### The task
Rewrite the passage about the Cadgwith lifeboat station, starting with "The RNLI stationed" and going on through "Pilot Gig Club.", substituting "mariners" for "fishermen".
Reading passage Block Start
The RNLI stationed a lifeboat at Cadgwith between 1867 and 1963, with lifeboats crewed by local fishermen as a benevolent service to all seafarers, especially due to the treacherous local waters. Until 1941 the station operated a 'pulling and sailing' boat, but in 1941 the motor lifeboat Guide of Dunkirk arrived. The Cadgwith station was closed in 1963 after the merger, in 1961, of the Lizard and Cadgwith lifeboats and the opening of a new lifeboat station, the Lizard-Cadgwith Lifeboat Station, at Kilcobben Cove. This is approximately halfway along the coast between The Lizard and Cadgwith and is more sheltered from the prevailing winds. In 1987 the name was changed to the Lizard Lifeboat and in 2012 the boathouse was rebuilt and modernised to house a new lifeboat. The redundant lifeboat house at Cadgwith has since been used by the Cadgwith Pilot Gig Club.

===History of the Cadgwith lifeboats===
The first lifeboat was Western Commercial Traveller. She was 33 ft and 8 ft 1 in wide. She had a crew of thirteen and was rowed by ten oars. She cost £290 and was built by Woolfe and Shadwell. In 1878, the Western Commercial Traveller was renamed Joseph Armstrong after the late Chief Superintendent of the locomotive and carriage developments of the Great Western Railway. A replacement lifeboat, also named Joseph Armstrong, came on station in June 1887. She was 37 ft and 8 ft. With twelve oars and fifteen crew, she cost £454 and was built by Forrest Limehouse.
Reading passage Block End
Data Block Start
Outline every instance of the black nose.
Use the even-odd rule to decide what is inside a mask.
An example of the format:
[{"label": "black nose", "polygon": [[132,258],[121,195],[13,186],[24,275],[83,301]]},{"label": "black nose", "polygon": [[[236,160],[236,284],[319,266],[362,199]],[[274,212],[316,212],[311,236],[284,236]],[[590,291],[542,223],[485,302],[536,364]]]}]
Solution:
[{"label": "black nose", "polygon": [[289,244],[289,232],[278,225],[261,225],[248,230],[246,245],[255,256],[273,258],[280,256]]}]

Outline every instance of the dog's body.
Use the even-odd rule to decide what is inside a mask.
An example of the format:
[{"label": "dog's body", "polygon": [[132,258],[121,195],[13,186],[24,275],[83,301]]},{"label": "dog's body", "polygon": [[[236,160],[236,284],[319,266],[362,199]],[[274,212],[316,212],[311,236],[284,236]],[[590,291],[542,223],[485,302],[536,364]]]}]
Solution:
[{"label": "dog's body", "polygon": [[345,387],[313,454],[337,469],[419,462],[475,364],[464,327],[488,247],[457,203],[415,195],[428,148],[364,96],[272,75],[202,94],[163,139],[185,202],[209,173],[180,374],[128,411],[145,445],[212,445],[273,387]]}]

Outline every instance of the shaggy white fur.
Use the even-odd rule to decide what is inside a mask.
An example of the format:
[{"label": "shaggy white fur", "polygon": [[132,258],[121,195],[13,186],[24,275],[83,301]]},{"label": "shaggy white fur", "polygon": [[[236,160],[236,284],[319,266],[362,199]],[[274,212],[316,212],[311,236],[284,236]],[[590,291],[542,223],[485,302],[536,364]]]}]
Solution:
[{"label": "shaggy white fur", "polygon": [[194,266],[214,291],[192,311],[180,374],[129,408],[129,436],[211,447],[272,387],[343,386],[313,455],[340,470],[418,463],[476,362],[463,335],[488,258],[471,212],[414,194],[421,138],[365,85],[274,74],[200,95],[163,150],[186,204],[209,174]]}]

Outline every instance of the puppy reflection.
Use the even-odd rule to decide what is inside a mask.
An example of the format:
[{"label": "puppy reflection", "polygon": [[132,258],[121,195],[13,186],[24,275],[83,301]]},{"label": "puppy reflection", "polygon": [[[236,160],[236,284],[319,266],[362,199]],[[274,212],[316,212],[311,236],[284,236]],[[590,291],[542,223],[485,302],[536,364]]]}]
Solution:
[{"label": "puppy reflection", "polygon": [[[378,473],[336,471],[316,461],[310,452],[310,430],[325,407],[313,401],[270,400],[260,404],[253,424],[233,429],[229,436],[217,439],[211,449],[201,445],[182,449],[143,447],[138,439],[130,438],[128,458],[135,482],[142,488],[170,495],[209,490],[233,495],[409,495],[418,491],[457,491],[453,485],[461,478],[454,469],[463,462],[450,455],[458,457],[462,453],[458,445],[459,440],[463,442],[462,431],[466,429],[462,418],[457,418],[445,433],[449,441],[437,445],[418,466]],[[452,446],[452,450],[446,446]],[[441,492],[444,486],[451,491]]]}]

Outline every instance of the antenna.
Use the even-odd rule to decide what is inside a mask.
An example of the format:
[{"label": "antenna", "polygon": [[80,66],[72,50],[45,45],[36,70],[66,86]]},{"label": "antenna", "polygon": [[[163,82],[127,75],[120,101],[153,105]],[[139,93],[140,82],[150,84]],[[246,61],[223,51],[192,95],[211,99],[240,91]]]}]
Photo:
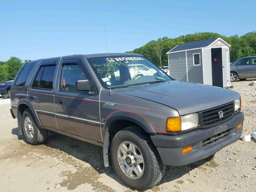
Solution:
[{"label": "antenna", "polygon": [[[107,75],[108,75],[108,74],[109,73],[109,65],[108,63],[109,62],[108,52],[108,42],[107,42],[107,33],[106,32],[106,25],[105,24],[104,25],[104,28],[105,29],[105,38],[106,39],[106,47],[107,49],[107,57],[108,58],[108,59],[107,60],[108,61],[108,73],[107,73]],[[108,78],[108,77],[107,77]],[[109,96],[110,96],[111,95],[111,94],[112,93],[111,92],[111,82],[110,82],[110,78],[109,78],[109,82],[110,83],[109,84],[109,88],[110,91],[110,92],[109,93]]]}]

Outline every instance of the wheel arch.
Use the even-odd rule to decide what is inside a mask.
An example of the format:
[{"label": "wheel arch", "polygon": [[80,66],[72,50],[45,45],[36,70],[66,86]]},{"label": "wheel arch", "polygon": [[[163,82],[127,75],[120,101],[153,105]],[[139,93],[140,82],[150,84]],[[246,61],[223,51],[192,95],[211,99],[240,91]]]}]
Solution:
[{"label": "wheel arch", "polygon": [[146,133],[156,133],[154,126],[147,119],[134,112],[115,111],[106,118],[102,130],[104,138],[103,159],[104,166],[106,167],[109,166],[110,148],[114,136],[122,129],[132,126],[137,126]]},{"label": "wheel arch", "polygon": [[17,109],[18,126],[19,135],[23,135],[24,134],[22,128],[22,115],[24,111],[26,109],[30,109],[31,110],[37,124],[40,128],[44,128],[36,112],[36,110],[29,101],[25,99],[20,100],[18,103]]}]

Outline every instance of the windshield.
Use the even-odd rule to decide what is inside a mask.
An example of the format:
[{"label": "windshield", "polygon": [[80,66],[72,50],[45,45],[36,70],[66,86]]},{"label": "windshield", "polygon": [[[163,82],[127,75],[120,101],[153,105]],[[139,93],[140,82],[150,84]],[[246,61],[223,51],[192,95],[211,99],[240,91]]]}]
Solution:
[{"label": "windshield", "polygon": [[108,88],[172,80],[144,57],[99,57],[88,60],[98,78]]}]

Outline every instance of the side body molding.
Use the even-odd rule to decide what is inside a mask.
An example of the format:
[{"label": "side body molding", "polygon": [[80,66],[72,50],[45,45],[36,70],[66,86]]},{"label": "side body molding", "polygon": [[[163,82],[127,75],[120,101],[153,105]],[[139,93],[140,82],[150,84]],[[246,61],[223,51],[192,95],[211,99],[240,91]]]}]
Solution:
[{"label": "side body molding", "polygon": [[22,99],[19,101],[19,102],[18,104],[18,133],[20,135],[22,135],[23,134],[23,132],[22,131],[22,116],[20,112],[19,112],[20,109],[20,108],[21,105],[22,104],[24,104],[28,106],[30,108],[33,114],[34,115],[34,116],[35,118],[35,120],[36,122],[36,123],[38,125],[38,126],[41,128],[43,129],[44,128],[41,123],[41,122],[39,120],[39,118],[37,115],[36,112],[36,110],[34,108],[31,103],[29,102],[29,101],[25,99]]},{"label": "side body molding", "polygon": [[110,113],[106,119],[102,130],[104,138],[103,148],[103,159],[104,166],[106,167],[109,166],[109,161],[110,160],[109,126],[115,120],[129,120],[137,124],[147,133],[156,133],[154,125],[146,118],[138,113],[125,110],[114,111]]}]

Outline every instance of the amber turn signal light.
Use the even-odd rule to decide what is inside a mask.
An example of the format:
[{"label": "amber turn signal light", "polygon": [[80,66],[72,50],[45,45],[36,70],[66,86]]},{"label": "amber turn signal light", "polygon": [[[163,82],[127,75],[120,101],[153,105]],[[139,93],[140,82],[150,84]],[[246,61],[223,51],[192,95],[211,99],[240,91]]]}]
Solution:
[{"label": "amber turn signal light", "polygon": [[182,153],[185,153],[192,150],[192,146],[188,146],[182,149]]},{"label": "amber turn signal light", "polygon": [[178,132],[181,131],[181,120],[180,117],[168,118],[166,123],[167,132]]}]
Data Block End
### Output below
The RNLI stationed a lifeboat at Cadgwith between 1867 and 1963, with lifeboats crewed by local mariners as a benevolent service to all seafarers, especially due to the treacherous local waters. Until 1941 the station operated a 'pulling and sailing' boat, but in 1941 the motor lifeboat Guide of Dunkirk arrived. The Cadgwith station was closed in 1963 after the merger, in 1961, of the Lizard and Cadgwith lifeboats and the opening of a new lifeboat station, the Lizard-Cadgwith Lifeboat Station, at Kilcobben Cove. This is approximately halfway along the coast between The Lizard and Cadgwith and is more sheltered from the prevailing winds. In 1987 the name was changed to the Lizard Lifeboat and in 2012 the boathouse was rebuilt and modernised to house a new lifeboat. The redundant lifeboat house at Cadgwith has since been used by the Cadgwith Pilot Gig Club.